### WHAT IS BEING ASKED
Reproduce the lines below with each occurrence of "camera-trap review" switched to "aerial imagery review" and every other character left unchanged.

^^^^^^^^^^^^^^^^

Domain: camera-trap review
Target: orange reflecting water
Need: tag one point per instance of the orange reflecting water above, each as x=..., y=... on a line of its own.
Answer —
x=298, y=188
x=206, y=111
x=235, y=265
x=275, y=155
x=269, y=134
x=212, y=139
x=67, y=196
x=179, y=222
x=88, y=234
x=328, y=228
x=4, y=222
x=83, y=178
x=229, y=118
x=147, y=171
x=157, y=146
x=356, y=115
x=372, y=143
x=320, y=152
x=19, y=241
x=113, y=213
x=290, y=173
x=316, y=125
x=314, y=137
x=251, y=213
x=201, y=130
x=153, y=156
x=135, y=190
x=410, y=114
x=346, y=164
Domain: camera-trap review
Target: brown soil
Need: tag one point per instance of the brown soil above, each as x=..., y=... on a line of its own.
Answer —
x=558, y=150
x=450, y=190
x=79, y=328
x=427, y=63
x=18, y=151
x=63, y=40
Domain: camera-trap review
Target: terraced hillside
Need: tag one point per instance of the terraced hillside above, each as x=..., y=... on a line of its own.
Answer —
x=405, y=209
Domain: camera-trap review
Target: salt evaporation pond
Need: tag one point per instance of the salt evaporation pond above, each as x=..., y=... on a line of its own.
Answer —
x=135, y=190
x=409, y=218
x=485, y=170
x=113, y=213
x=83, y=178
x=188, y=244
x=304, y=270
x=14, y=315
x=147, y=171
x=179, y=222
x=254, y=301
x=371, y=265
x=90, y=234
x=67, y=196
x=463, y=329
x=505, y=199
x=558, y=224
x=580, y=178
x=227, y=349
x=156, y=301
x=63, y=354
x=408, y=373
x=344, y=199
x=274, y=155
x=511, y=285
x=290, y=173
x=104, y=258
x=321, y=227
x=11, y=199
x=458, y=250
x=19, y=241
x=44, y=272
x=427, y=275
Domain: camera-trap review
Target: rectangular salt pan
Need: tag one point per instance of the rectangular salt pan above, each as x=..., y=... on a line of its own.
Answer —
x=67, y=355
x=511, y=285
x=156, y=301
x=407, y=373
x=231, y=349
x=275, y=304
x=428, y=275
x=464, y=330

^^^^^^^^^^^^^^^^

### REPLY TO THE TASK
Domain: aerial imagery review
Target: orange reflecting water
Need: tag one point per instance of the orange reflecting water above, each as x=..., y=... on a line of its own.
Answer —
x=298, y=188
x=206, y=111
x=235, y=265
x=275, y=155
x=269, y=134
x=212, y=139
x=67, y=196
x=179, y=222
x=88, y=234
x=328, y=228
x=4, y=222
x=83, y=178
x=229, y=118
x=147, y=171
x=157, y=146
x=356, y=115
x=372, y=143
x=320, y=152
x=19, y=241
x=113, y=213
x=290, y=173
x=316, y=125
x=314, y=137
x=251, y=213
x=201, y=130
x=153, y=156
x=135, y=190
x=410, y=114
x=346, y=164
Domain: aerial imagery review
Target: brown soil
Need: tag one point per instance of the brown soil above, each as x=..., y=... on a line of its own.
Answer —
x=558, y=150
x=450, y=190
x=79, y=328
x=427, y=63
x=18, y=151
x=63, y=40
Domain: aerial imagery review
Target: terraced hillside
Need: tag one point per instance of the terraced hillside above, each as x=..., y=... on a line of its own.
Answer —
x=405, y=209
Domain: aerial imagery review
Target: salt evaporation pond
Need: tag one point per instance of the salt evaporation pond above, each as x=..., y=... on a line of its own.
Answer —
x=135, y=190
x=409, y=218
x=485, y=170
x=113, y=213
x=83, y=178
x=188, y=244
x=304, y=270
x=14, y=315
x=147, y=171
x=179, y=222
x=254, y=301
x=371, y=265
x=90, y=234
x=67, y=196
x=463, y=329
x=505, y=199
x=558, y=224
x=580, y=178
x=227, y=349
x=156, y=301
x=63, y=354
x=408, y=373
x=344, y=199
x=274, y=155
x=511, y=285
x=290, y=173
x=104, y=258
x=321, y=227
x=11, y=199
x=458, y=250
x=19, y=241
x=44, y=272
x=427, y=275
Domain: aerial imagery review
Target: rectangular salt pan
Need: tag one point per instance of the rectangular salt pan above, each as x=..., y=... on a line of its own.
Answer —
x=67, y=355
x=511, y=285
x=156, y=301
x=407, y=373
x=231, y=349
x=275, y=304
x=428, y=275
x=464, y=330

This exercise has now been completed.